» Supplied records:
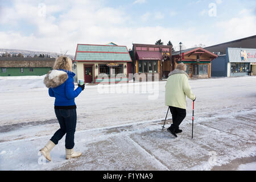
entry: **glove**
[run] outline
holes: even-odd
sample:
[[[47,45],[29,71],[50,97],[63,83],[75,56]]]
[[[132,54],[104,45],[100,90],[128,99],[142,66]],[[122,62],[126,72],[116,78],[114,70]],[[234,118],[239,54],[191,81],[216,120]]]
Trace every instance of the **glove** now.
[[[79,84],[78,85],[79,85],[79,86],[81,87],[81,88],[82,89],[82,90],[84,90],[84,84],[82,85]]]

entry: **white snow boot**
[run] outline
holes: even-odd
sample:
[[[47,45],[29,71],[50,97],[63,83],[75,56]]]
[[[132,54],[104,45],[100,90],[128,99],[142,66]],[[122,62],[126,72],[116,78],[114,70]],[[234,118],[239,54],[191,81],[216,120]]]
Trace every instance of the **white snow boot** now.
[[[44,147],[40,150],[43,155],[49,161],[52,160],[50,152],[53,148],[54,146],[55,146],[55,144],[51,140],[49,140]]]
[[[81,152],[75,152],[74,149],[67,149],[66,148],[66,159],[71,158],[79,158],[82,155]]]

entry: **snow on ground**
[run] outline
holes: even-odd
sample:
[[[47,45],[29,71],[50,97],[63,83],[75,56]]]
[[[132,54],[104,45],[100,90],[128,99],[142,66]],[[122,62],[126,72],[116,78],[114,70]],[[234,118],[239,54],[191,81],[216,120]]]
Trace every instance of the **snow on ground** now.
[[[238,168],[238,171],[256,171],[256,162],[245,164],[241,164]]]
[[[210,170],[256,161],[256,77],[246,76],[189,80],[197,97],[193,139],[189,99],[183,133],[174,139],[161,130],[166,81],[86,86],[76,99],[82,156],[65,160],[63,139],[44,162],[38,151],[59,124],[43,77],[0,77],[0,170]]]

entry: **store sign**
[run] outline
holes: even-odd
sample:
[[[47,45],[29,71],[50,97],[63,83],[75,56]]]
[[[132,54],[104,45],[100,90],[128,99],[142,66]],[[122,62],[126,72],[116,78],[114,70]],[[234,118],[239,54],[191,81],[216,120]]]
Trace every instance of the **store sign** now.
[[[240,52],[240,56],[242,61],[247,62],[249,59],[256,59],[256,53],[251,54],[245,50],[242,50]]]
[[[107,64],[106,65],[108,67],[118,67],[119,66],[119,64],[110,63],[110,64]]]
[[[245,50],[242,50],[240,52],[241,59],[242,61],[247,62],[247,52]]]

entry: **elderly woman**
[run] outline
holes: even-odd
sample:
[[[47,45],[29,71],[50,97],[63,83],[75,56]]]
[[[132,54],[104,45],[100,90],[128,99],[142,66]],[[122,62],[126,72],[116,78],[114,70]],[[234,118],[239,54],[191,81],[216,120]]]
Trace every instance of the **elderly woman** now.
[[[184,63],[177,64],[170,73],[166,84],[166,105],[169,106],[172,116],[172,124],[167,131],[175,137],[177,133],[182,132],[179,126],[186,117],[186,96],[193,101],[196,100],[188,84],[186,69]]]
[[[72,61],[67,56],[60,56],[55,61],[53,69],[44,78],[44,82],[49,88],[50,97],[55,97],[54,109],[60,124],[60,129],[54,134],[44,148],[40,151],[51,161],[50,152],[66,134],[65,147],[66,159],[77,158],[82,153],[74,151],[74,136],[76,126],[76,106],[75,98],[84,89],[84,84],[79,85],[74,90],[73,77],[75,74],[72,70]]]

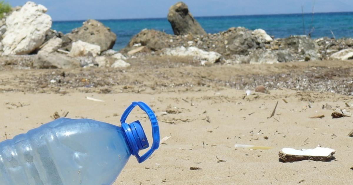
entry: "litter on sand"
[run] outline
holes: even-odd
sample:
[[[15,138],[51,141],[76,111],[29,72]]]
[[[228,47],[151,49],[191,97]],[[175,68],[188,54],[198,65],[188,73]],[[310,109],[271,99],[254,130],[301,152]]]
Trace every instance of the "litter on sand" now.
[[[336,109],[335,111],[331,114],[332,118],[340,118],[343,117],[351,117],[351,113],[347,112],[345,109],[343,110]]]
[[[327,161],[333,159],[335,150],[317,147],[313,149],[282,149],[278,156],[282,161],[291,162],[304,160]]]
[[[309,118],[324,118],[324,117],[325,117],[325,115],[319,115],[318,116],[313,116],[312,117],[310,117]]]
[[[269,150],[273,148],[273,147],[264,147],[262,146],[256,146],[255,145],[250,145],[249,144],[236,144],[234,145],[234,147],[237,148],[244,148],[251,150]]]
[[[164,137],[163,138],[162,138],[161,140],[161,141],[159,142],[159,143],[160,143],[159,144],[161,145],[161,144],[163,144],[163,143],[164,143],[164,142],[165,142],[166,141],[167,141],[167,140],[168,140],[168,139],[170,138],[171,137],[172,137],[172,136],[166,136],[166,137]]]
[[[100,99],[96,99],[96,98],[91,98],[90,97],[88,97],[88,96],[86,97],[86,99],[88,99],[88,100],[92,100],[92,101],[95,101],[104,102],[104,101],[103,101],[103,100],[100,100]]]
[[[353,137],[353,130],[352,130],[351,132],[348,134],[348,136],[349,137]]]
[[[190,167],[190,170],[196,170],[197,169],[202,169],[202,168],[199,168],[198,167],[195,167],[194,166],[192,166]]]

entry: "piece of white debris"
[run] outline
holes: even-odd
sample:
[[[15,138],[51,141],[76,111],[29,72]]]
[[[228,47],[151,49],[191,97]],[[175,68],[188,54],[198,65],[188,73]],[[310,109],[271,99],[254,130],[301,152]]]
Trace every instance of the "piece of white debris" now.
[[[86,97],[86,99],[89,100],[91,100],[92,101],[101,101],[101,102],[104,101],[101,100],[96,99],[95,98],[91,98],[90,97],[88,97],[88,96]]]
[[[164,143],[166,141],[167,141],[167,140],[168,140],[168,139],[170,138],[171,137],[172,137],[172,136],[166,136],[166,137],[164,137],[161,140],[161,141],[159,143],[160,143],[159,144],[160,145],[161,144],[162,144],[163,143]]]
[[[285,162],[303,160],[327,161],[332,159],[336,151],[328,148],[317,147],[313,149],[295,149],[290,148],[282,149],[278,154]]]

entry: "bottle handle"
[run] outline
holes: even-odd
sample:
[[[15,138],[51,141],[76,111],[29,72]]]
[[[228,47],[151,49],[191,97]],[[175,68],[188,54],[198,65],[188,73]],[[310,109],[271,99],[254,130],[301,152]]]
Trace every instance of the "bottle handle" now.
[[[124,113],[122,113],[121,117],[120,119],[120,122],[121,124],[122,124],[125,123],[125,121],[126,121],[127,116],[136,105],[139,107],[148,116],[148,118],[150,119],[152,125],[152,137],[153,138],[152,146],[151,147],[151,148],[150,148],[150,149],[147,152],[141,156],[138,155],[138,154],[137,154],[135,155],[136,159],[137,159],[137,161],[139,163],[140,163],[147,159],[151,155],[151,154],[154,152],[154,150],[158,148],[158,147],[159,146],[160,141],[159,127],[158,126],[158,122],[156,117],[156,115],[153,113],[153,111],[148,106],[148,105],[142,101],[133,102],[131,104],[126,108],[126,109],[124,111]]]

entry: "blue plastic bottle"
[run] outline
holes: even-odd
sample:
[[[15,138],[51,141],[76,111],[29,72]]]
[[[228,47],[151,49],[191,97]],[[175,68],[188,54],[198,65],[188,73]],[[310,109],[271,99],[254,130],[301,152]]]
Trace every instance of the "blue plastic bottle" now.
[[[125,123],[138,105],[152,126],[148,148],[138,121]],[[134,102],[120,119],[121,127],[88,119],[58,119],[0,143],[0,184],[110,185],[132,155],[139,163],[158,148],[159,129],[156,116],[143,102]]]

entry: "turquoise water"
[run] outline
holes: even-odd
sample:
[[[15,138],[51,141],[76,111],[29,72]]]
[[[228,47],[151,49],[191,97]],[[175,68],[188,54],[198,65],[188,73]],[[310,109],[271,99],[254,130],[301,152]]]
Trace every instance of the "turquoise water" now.
[[[303,35],[302,15],[300,14],[253,16],[235,16],[196,17],[208,33],[214,33],[231,27],[244,26],[254,30],[261,28],[276,38]],[[304,14],[305,32],[311,29],[312,15]],[[127,44],[131,37],[144,28],[153,29],[173,34],[167,18],[99,20],[116,34],[114,49],[119,50]],[[56,21],[52,29],[64,33],[81,26],[83,20]],[[330,30],[336,38],[353,37],[353,12],[319,13],[314,16],[313,26],[315,29],[312,37],[331,37]]]

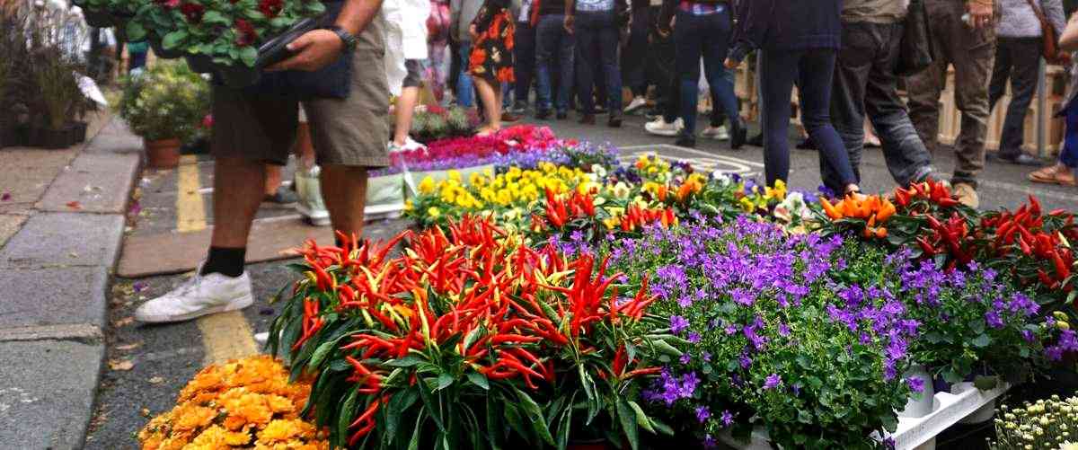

» What you need to do:
Extract each line of the records above that contains the string "water", treating uppercase and lowercase letters as distinct.

» In response:
entry: "turquoise water"
Trace every instance of the "turquoise water" now.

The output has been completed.